[[ Task inputs, beginning ]]

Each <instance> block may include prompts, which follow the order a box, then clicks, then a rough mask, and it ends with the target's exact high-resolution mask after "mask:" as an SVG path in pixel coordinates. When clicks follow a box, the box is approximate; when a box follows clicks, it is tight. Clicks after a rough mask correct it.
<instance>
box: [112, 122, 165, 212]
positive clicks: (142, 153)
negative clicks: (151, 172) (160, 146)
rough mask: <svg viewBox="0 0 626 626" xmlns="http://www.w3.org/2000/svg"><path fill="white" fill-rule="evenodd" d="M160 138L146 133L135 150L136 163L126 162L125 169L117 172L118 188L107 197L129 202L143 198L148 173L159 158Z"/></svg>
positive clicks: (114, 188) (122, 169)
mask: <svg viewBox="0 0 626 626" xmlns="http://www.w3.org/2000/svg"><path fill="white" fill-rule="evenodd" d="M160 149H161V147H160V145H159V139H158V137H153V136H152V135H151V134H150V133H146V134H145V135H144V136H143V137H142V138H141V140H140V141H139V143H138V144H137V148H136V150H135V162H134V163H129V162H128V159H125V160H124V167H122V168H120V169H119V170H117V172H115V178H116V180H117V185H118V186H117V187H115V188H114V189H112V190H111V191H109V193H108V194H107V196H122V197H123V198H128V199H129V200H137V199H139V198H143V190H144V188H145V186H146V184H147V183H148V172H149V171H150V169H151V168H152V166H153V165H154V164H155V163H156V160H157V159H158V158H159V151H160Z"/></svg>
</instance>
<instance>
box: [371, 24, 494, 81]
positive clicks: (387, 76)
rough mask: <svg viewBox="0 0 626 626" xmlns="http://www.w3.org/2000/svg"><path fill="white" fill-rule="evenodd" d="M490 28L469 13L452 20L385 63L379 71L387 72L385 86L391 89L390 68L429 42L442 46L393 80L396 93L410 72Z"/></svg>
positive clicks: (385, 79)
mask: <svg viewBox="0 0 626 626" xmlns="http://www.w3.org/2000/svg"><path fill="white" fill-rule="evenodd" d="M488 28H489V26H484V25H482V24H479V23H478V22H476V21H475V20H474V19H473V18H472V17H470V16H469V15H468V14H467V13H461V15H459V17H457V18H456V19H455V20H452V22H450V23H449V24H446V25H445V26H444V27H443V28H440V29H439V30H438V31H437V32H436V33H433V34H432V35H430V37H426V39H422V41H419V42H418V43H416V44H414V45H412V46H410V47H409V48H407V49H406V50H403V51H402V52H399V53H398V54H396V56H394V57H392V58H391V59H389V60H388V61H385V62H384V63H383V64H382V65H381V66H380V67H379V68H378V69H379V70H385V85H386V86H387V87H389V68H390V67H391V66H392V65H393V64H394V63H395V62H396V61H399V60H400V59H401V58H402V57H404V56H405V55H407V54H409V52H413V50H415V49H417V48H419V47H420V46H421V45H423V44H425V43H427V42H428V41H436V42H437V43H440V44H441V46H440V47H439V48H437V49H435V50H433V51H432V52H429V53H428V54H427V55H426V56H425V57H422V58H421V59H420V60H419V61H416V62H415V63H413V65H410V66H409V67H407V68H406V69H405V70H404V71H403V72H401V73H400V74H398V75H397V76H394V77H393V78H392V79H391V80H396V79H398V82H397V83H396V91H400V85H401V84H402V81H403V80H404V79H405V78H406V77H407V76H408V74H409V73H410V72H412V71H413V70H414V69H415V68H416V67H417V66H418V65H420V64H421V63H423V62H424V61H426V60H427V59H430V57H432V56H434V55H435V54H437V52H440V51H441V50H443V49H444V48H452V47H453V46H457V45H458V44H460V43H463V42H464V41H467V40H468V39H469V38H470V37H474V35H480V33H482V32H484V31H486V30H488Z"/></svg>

[[ Task inputs, end ]]

Gather each line of the records holding the string "rough".

Each <instance> block may include prompts, which follow the order a box, then clicks, then a rough mask, and it ends with the target's exact high-resolution mask after "mask:" as an SVG path in pixel coordinates. When clicks follow a box, the box is approximate; when a box follows clicks, it is tight. Clicks after a rough mask correct it.
rough mask: <svg viewBox="0 0 626 626" xmlns="http://www.w3.org/2000/svg"><path fill="white" fill-rule="evenodd" d="M160 138L146 133L135 150L136 163L126 162L125 169L117 172L118 188L107 197L129 202L143 198L148 173L159 158Z"/></svg>
rough mask: <svg viewBox="0 0 626 626" xmlns="http://www.w3.org/2000/svg"><path fill="white" fill-rule="evenodd" d="M490 28L469 13L452 20L385 63L379 71L387 72L385 86L391 89L390 68L429 42L442 46L393 80L396 93L410 72Z"/></svg>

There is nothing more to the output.